But it may take up to a month for the diesel to be distributed across the country.
Because of its size, the Russian ship must unload the oil at the Matanzas super tanker base. The oil should then be carried by smaller Cuban ships to the refinery in Havana. Refining takes about 20 days, and the entire process could take up to a month.
The crude shipment could produce diesel to meet the country’s needs for about 12 or 14 days, but the government could prioritize certain uses, Piñón said, including transportation, water pumping, agricultural production, and the offloading of shipments that have accumulated in ports, including aid sent by Cuban Americans to relatives. The distribution of diesel for the hospital’s backup generators would require deploying several trucks nationwide, he added.
If the government fears a U.S. military action, as Cuban officials have said, it would likely keep some of the diesel for trucks and tanks, Piñón said.
== == ==
**About this exercise**
Resume the text on Cuba's fuel shipment, picking up right after its last sentence. None of the lines have anything to do with the text on Cuba's fuel shipment.

**Material shown**
== == ==
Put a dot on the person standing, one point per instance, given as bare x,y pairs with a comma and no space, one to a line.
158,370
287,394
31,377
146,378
== == ==
**Output for this exercise**
Factors involved
The U.S. war on Iran, along with the fear of a possible humanitarian catastrophe as Cuba runs out of fuel — as well as aversion to a direct confrontation with Russia — likely all went into the calculations by the Trump administration to allow the shipment of oil, and perhaps more in the future, to reach the island.
“We have a tanker out there. We don’t mind having somebody get a boatload because they need… they have to survive,” President Donald Trump told reporters Sunday aboard Air Force One. “I told them, if a country wants to send some oil to Cuba right now, I have no problem whether it’s Russia or not.”
A White House spokesperson said the decision to allow the Russian tanker to deliver oil to Cuba did not imply a change in policy towards Cuba.
“This is not a policy change, there has not been a formal change in sanction policy,” Karoline Leavitt said during a press briefing Monday. “As the president said last night we allowed this ship to reach Cuba in order to provide humanitarian needs to the Cuban people. These decisions are being made on a case-by-case basis.
“Cuba’s non-functional economy cannot be fixed unless they undergo dramatic, political and leadership change, but there has been no formal change,” she added.
Kremlin spokesman Dimitri Peskov said Monday the oil shipment was meant to help Cuba maintain essential needs, including medical services, and that it was discussed with the Trump administration. Piñón said Cuba was unlikely to have paid the $84 million to Russia, since the island is known for negotiating credits or other forms of payments.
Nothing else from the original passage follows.